The key challenge is finding a mathematical characterization that avoids searching through many combinations.

Approaches

The most direct approach is brute force. We can try every possible number of 2021s. Suppose we choose $b$ copies of 2021. The remaining value is

$$n - 2021b$$

If that remainder is non-negative and divisible by 2020, then we have found a valid representation.

This method is correct because every possible representation corresponds to exactly one value of $b$, and we check all of them.

The problem is efficiency. For $n = 10^6$, the number of possible values of $b$ is roughly

$$\frac{10^6}{2021} \approx 495.$$

Even that is actually small enough for this problem, so the brute force solution would pass. But there is a cleaner observation that reduces the whole question to a few arithmetic operations.

#### [PROBLEMS]
1. Copy the passage on sums of 2020 and 2021 from "The most direct" up to and including "few arithmetic operations.".
2. Write the next part of the passage on sums of 2020 and 2021, picking up after its final sentence.
The entries that follow come from a separate source and are unrelated to the passage above.

#### [RECORDED DATA]
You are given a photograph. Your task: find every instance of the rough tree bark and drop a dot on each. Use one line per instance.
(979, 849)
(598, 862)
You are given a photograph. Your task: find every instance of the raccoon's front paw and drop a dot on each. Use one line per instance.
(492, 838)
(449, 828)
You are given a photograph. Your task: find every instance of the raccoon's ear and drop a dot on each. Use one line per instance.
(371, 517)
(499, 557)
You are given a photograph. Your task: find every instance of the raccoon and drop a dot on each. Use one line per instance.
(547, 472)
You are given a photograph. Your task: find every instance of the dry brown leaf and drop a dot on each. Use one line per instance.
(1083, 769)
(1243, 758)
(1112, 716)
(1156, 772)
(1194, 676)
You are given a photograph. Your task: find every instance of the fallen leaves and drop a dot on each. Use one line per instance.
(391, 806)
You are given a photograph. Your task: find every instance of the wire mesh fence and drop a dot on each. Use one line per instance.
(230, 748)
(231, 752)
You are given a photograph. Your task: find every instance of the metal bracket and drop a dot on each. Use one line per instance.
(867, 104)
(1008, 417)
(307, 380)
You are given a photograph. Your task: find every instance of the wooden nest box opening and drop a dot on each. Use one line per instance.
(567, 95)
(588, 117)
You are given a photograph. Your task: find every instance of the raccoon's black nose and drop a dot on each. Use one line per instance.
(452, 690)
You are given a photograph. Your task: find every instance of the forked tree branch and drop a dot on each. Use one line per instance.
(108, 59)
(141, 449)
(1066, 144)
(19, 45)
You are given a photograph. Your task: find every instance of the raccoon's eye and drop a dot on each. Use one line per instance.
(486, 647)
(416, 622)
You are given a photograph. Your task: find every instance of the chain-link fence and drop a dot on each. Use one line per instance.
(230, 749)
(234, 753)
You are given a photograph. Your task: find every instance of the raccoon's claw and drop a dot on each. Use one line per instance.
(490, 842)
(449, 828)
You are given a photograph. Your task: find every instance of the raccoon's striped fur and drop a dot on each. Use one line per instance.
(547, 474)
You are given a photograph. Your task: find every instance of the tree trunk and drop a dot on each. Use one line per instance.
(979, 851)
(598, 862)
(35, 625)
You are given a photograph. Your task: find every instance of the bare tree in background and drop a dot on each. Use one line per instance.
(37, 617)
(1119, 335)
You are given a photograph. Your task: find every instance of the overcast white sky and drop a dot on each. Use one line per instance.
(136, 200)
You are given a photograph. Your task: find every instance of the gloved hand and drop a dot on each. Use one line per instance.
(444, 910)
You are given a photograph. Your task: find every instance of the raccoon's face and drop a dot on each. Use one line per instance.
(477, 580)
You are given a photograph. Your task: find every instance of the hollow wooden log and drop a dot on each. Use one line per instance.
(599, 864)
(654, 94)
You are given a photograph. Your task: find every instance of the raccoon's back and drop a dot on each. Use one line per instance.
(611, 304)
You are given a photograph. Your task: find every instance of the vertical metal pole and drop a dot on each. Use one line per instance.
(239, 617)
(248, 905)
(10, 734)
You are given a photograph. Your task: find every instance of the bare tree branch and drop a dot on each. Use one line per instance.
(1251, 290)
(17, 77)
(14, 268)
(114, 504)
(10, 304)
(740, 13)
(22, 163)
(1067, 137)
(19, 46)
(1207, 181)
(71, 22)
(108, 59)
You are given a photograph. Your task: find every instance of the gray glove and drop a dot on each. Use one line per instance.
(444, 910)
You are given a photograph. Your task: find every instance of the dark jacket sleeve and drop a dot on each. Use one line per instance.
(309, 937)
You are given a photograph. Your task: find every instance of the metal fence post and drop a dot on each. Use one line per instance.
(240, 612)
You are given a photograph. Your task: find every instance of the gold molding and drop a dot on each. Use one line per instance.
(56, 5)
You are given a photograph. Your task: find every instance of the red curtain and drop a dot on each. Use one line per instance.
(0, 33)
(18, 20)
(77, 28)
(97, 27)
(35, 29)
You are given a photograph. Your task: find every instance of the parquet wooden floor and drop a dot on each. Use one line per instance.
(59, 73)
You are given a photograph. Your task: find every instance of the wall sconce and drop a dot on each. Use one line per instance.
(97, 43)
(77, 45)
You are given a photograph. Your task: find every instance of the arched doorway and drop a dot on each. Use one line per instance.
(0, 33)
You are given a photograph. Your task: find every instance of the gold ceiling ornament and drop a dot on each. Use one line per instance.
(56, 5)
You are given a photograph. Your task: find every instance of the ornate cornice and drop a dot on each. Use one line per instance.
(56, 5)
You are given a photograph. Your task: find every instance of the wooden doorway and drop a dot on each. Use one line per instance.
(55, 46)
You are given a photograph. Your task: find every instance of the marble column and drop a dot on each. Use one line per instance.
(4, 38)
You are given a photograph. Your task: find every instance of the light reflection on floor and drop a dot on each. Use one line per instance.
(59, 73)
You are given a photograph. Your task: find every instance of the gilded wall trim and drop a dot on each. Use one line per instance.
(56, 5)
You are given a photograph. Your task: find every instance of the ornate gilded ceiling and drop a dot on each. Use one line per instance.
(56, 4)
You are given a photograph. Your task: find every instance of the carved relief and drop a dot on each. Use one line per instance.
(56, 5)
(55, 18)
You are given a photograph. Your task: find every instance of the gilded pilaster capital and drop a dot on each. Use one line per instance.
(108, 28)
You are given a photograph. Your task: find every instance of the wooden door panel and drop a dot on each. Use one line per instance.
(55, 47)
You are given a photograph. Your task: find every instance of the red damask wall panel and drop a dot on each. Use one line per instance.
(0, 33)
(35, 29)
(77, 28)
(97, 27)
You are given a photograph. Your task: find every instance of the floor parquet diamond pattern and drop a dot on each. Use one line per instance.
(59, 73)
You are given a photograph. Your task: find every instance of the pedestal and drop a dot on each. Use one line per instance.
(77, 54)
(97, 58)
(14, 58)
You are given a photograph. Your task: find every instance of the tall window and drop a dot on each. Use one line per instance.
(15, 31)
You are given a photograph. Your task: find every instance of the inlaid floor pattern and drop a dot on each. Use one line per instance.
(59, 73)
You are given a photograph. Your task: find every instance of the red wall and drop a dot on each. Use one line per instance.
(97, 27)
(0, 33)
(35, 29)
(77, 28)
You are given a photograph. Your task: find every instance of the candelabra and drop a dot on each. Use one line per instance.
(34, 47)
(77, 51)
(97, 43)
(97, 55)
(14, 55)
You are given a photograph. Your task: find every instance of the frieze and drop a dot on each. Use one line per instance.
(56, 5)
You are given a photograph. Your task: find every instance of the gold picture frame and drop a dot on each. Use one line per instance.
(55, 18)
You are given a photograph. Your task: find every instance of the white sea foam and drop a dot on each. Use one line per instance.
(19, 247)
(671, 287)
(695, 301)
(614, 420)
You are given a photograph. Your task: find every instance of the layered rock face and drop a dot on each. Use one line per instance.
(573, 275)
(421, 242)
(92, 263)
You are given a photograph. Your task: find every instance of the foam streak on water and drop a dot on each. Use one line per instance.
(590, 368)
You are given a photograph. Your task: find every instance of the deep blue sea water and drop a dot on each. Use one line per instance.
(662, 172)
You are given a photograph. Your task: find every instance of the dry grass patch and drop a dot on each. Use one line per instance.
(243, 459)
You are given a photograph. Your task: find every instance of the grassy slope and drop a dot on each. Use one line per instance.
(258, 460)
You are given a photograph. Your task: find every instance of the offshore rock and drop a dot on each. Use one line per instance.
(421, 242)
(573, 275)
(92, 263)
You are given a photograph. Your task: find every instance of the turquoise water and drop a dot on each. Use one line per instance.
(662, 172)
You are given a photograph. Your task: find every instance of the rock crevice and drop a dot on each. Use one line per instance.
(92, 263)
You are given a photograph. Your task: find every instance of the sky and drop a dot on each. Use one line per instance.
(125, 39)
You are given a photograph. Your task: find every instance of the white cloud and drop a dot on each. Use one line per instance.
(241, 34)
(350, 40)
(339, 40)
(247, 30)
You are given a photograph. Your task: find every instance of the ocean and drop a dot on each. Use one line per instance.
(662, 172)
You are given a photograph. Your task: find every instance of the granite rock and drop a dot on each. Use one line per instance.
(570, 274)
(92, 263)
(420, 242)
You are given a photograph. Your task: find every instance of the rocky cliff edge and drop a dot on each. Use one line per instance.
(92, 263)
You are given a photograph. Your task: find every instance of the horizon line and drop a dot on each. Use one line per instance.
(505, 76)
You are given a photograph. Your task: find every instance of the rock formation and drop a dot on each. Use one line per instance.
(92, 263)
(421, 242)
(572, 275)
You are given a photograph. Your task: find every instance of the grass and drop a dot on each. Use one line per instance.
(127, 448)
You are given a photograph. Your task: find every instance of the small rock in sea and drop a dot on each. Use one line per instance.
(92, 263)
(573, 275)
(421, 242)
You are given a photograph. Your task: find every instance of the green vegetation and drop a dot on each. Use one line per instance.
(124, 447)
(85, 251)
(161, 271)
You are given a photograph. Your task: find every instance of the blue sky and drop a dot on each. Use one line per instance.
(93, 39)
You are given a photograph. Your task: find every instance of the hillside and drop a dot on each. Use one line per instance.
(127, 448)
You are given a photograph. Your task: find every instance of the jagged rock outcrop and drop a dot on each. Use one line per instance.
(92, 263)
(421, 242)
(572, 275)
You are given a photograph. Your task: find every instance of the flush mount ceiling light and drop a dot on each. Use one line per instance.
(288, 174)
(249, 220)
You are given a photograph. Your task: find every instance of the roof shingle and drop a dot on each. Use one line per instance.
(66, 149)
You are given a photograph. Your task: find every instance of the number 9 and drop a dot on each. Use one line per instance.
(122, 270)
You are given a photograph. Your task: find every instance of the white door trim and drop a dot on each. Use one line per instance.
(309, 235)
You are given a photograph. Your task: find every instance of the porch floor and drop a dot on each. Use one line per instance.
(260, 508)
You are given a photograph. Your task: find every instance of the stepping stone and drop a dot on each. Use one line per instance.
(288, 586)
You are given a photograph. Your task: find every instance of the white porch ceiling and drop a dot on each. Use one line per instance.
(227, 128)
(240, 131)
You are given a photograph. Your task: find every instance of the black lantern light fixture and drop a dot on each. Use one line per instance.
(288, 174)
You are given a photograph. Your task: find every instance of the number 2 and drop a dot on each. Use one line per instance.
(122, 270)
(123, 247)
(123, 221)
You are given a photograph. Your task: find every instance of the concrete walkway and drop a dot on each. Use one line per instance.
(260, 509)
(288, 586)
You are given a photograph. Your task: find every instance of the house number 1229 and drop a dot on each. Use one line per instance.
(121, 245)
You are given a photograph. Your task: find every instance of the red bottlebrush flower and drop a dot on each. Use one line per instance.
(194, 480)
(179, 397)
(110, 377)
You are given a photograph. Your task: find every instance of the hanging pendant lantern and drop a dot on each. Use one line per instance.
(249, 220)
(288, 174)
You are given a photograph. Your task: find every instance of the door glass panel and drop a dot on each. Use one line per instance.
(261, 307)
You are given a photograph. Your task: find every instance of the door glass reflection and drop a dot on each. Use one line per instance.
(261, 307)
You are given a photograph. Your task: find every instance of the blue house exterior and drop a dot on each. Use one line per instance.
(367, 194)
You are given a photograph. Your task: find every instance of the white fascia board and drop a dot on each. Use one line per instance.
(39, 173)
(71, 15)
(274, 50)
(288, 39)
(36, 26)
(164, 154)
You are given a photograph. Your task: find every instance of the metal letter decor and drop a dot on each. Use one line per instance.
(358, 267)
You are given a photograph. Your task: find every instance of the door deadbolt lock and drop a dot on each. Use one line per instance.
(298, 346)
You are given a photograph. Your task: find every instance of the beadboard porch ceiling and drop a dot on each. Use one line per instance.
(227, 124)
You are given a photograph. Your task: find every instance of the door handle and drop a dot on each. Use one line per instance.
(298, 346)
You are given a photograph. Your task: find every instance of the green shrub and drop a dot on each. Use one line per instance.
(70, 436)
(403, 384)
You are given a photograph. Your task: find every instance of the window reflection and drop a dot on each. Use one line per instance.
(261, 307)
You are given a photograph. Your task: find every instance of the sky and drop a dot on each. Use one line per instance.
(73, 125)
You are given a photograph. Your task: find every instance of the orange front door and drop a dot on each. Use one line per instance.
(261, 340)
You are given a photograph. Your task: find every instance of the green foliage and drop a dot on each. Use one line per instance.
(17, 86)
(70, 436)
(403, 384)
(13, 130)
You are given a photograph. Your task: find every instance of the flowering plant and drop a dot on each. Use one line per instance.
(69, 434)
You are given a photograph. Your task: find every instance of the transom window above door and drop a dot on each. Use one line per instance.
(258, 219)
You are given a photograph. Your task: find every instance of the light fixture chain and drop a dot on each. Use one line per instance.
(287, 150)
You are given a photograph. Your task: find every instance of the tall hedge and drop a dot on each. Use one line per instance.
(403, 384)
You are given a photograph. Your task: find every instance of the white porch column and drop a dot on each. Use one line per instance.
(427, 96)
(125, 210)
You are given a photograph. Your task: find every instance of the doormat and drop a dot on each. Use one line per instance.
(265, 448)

#### [RESPONSES BY TASK]
1.
The most direct approach is brute force. We can try every possible number of 2021s. Suppose we choose $b$ copies of 2021. The remaining value is

$$n - 2021b$$

If that remainder is non-negative and divisible by 2020, then we have found a valid representation.

This method is correct because every possible representation corresponds to exactly one value of $b$, and we check all of them.

The problem is efficiency. For $n = 10^6$, the number of possible values of $b$ is roughly

$$\frac{10^6}{2021} \approx 495.$$

Even that is actually small enough for this problem, so the brute force solution would pass. But there is a cleaner observation that reduces the whole question to a few arithmetic operations.

2.
Rewrite the expression:

$$n = 2020a + 2021b$$

Since $2021 = 2020 + 1$,

$$n = 2020a + (2020+1)b$$

$$n = 2020(a+b) + b$$

Let

$$k = a+b.$$

Then

$$n = 2020k + b.$$

When dividing $n$ by 2020:

$$n = 2020 \left\lfloor \frac{n}{2020} \right\rfloor + (n \bmod 2020).$$

Comparing with the previous form, we see that $b$ must equal the remainder.

The remainder is fixed:

$$b = n \bmod 2020.$$

The quotient is:

$$k = \left\lfloor \frac{n}{2020} \right\rfloor.$$

Since $a = k-b$, we need

$$k \ge b.$$

Substituting the quotient and remainder gives a very simple condition:

$$\left\lfloor \frac{n}{2020} \right\rfloor \ge n \bmod 2020.$$

If this inequality holds, the answer is YES. Otherwise, the answer is NO.

Approach	Time Complexity	Space Complexity	Verdict
Brute Force	$O(n/2020)$ per test case	$O(1)$	Accepted
Optimal	$O(1)$ per test case	$O(1)$	Accepted

Algorithm Walkthrough

1. Read the value $n$.
2. Compute the quotient:

$$q = n // 2020$$

This represents the maximum possible value of $a+b$. 3. Compute the remainder:

$$r = n % 2020$$

Any valid representation must use exactly $r$ copies of 2021. 4. Check whether

$$q \ge r.$$

If true, then we can choose $b=r$ and $a=q-r$, both non-negative. 5. Output "YES" when the inequality holds, otherwise output "NO".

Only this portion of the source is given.